→ **DOCUMENT SEGMENT**
In this era, the entrepreneurs of the frontier age gave way to business leaders who collaborated to promote the city and resist unionization. The city became a regional center for banking and insurance. Between 1916 and 1918, Omaha rose from sixteenth to fourteenth on the list of cities leading the nation in bank clearings. Nebraska led the nation in the number of banks per capita—with one for every 1,207 people, compared to the national average of one for every 4,032. In Nebraska, and Omaha particularly, managing and protecting capital was big business.
Despite its importance as a financial center, Omaha also had a dark side. As in many American cities, political control rested in the hands of a shadowy political boss. Gambling and saloons flourished even after national prohibition was adopted in 1919. By one estimate, Omaha had twenty-six hundred prostitutes in 1910. Providing sex and liquor to cowboys, railroad workers and other men, the city's houses of ill repute netted $17.5 million a year. In addition to crime, liquor, and prostitution, Omaha also experienced inter-ethnic and racial violence. A mob of a thousand men attacked the Greek section of town in 1909, looting, burning buildings, and attacking residents. Ten years later, as race riots flared in mid-western cities, an African-American packinghouse worker was arrested and accused of assaulting a nineteen-year-old white woman and her companion. A mob stormed the courthouse, nearly lynched the mayor, and then seized the defendant. He was hanged, mutilated, and dragged through the streets with a rope around his neck. His bullet-riddled body was burned as the crowd cheered and posed for photographers.
If he didn't witness the murder, thirteen-year-old Howard Ahmanson certainly heard about it. His neighbor and high school classmate, actor Henry Fonda, was so seared by what he saw that he became a lifelong advocate of racial equality and social justice. The chamber of commerce decried the violence and the breakdown in civil order. But the lesson that Howard seems to have taken from this event was far more practical: in investing or taking risks, avoid the fault lines of society—the boundaries between races—where friction could lead to cataclysm.

→ **DATASET SECTION**
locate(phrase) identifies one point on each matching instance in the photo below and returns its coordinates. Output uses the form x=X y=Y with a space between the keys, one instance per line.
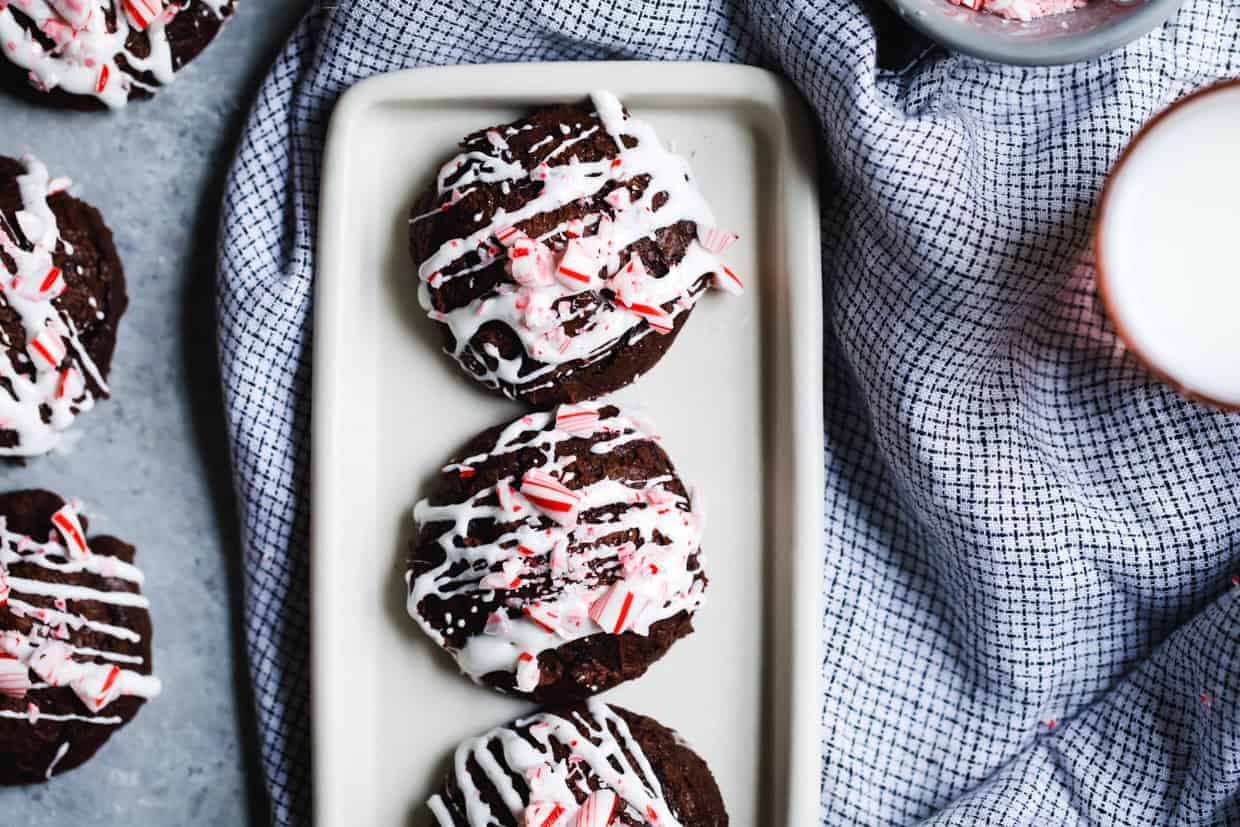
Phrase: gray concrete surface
x=153 y=463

→ **TASK INSTRUCTIONS**
[A] In the Omaha history passage, how many people per bank did Nebraska have?
[B] List every year written as a number in the Omaha history passage.
[C] Continue the Omaha history passage from its last sentence.

→ **RESULTS IN ORDER**
[A] Nebraska had one bank for every 1,207 people.

[B] 1909, 1910, 1916, 1918, 1919

[C]
SELLING FIRE INSURANCE IN A VOLATILE COMMUNITY
Howard frequently discussed the stock market, grain prices, land deals, the insurance industry, and politics with his father. These conversations undoubtedly influenced Howard's thinking about risk, management, and regulation.
In the 1920s, the American economy was in the midst of a critical transition that had begun well before World War I. New technologies and organizational strategies enabled a great merger movement that concentrated economic power. Giant corporations like Standard Oil, United States Steel, American Telephone & Telegraph, and American Tobacco—known to many as "the trusts"—employed thousands of workers and made millions of dollars in profits. Populists resisted this economic power and called for trust-busting and regulation. Under Presidents Theodore Roosevelt, William Howard Taft, and Woodrow Wilson, the federal government's role in the economy grew significantly. In various state capitals, new regulatory commissions and agencies proliferated to protect consumers and stabilize chaotic markets. Fire insurance, like virtually every other industry, was affected by the increasing scope and scale of business activity and government's growing role in managing the economy.